#### Problem requirements
Copy out the records below, switching every "tram" to "streetcar" and keeping everything else the same.

━━━━━ Given entries ━━━━━

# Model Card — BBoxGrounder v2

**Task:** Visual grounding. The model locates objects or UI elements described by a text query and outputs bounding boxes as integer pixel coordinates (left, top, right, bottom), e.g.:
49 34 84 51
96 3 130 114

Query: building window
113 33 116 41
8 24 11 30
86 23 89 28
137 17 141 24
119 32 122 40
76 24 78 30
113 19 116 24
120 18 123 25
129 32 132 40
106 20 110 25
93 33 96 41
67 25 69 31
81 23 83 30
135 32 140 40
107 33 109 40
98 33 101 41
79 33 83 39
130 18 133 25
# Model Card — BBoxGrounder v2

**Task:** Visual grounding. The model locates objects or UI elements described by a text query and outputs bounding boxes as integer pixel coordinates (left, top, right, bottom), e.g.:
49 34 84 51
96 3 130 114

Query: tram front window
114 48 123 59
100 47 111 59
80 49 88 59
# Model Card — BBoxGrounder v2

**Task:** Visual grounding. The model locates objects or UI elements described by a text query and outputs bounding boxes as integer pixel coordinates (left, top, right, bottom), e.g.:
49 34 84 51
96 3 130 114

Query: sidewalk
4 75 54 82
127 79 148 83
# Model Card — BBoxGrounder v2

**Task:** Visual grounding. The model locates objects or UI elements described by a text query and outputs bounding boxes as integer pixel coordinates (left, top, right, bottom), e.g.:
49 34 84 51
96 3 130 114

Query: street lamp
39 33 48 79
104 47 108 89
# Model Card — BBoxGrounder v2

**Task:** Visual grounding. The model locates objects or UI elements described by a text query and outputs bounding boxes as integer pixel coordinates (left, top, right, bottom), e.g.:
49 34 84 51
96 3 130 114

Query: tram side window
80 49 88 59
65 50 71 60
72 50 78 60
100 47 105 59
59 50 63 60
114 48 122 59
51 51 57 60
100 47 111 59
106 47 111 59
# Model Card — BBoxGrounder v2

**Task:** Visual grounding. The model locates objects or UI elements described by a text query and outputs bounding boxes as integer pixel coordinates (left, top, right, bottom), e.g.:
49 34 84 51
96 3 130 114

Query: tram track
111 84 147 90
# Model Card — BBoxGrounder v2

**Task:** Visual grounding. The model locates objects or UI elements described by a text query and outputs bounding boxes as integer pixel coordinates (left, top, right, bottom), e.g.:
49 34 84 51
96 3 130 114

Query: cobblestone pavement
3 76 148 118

━━━━━

#### Answer for the task
# Model Card — BBoxGrounder v2

**Task:** Visual grounding. The model locates objects or UI elements described by a text query and outputs bounding boxes as integer pixel coordinates (left, top, right, bottom), e.g.:
49 34 84 51
96 3 130 114

Query: building window
113 33 116 41
8 24 11 30
86 23 89 28
137 17 141 24
119 32 122 40
76 24 78 30
113 19 116 24
120 18 123 25
129 32 132 40
106 20 110 25
93 33 96 41
67 25 69 31
81 23 83 30
135 32 140 40
107 33 109 40
98 33 101 41
79 33 83 39
130 18 133 25
# Model Card — BBoxGrounder v2

**Task:** Visual grounding. The model locates objects or UI elements described by a text query and outputs bounding boxes as integer pixel coordinates (left, top, right, bottom), e.g.:
49 34 84 51
96 3 130 114

Query: streetcar front window
114 48 123 59
100 47 111 59
80 49 88 59
# Model Card — BBoxGrounder v2

**Task:** Visual grounding. The model locates objects or UI elements described by a text query and outputs bounding boxes as integer pixel coordinates (left, top, right, bottom), e.g.:
49 34 84 51
96 3 130 114

Query: sidewalk
4 75 54 82
127 79 148 83
# Model Card — BBoxGrounder v2

**Task:** Visual grounding. The model locates objects or UI elements described by a text query and outputs bounding boxes as integer pixel coordinates (left, top, right, bottom), e.g.:
49 34 84 51
96 3 130 114

Query: street lamp
39 33 48 79
104 47 108 89
# Model Card — BBoxGrounder v2

**Task:** Visual grounding. The model locates objects or UI elements described by a text query and outputs bounding boxes as integer pixel coordinates (left, top, right, bottom), e.g.:
49 34 84 51
96 3 130 114

Query: streetcar side window
80 49 88 59
65 50 71 60
72 50 78 60
100 47 105 59
59 50 63 60
114 48 122 59
51 51 57 60
100 47 111 59
106 47 111 59
# Model Card — BBoxGrounder v2

**Task:** Visual grounding. The model locates objects or UI elements described by a text query and outputs bounding boxes as integer pixel coordinates (left, top, right, bottom), e.g.:
49 34 84 51
96 3 130 114

Query: streetcar track
111 84 147 90
# Model Card — BBoxGrounder v2

**Task:** Visual grounding. The model locates objects or UI elements described by a text query and outputs bounding boxes as integer pixel coordinates (left, top, right, bottom), e.g.:
49 34 84 51
96 3 130 114

Query: cobblestone pavement
3 76 148 118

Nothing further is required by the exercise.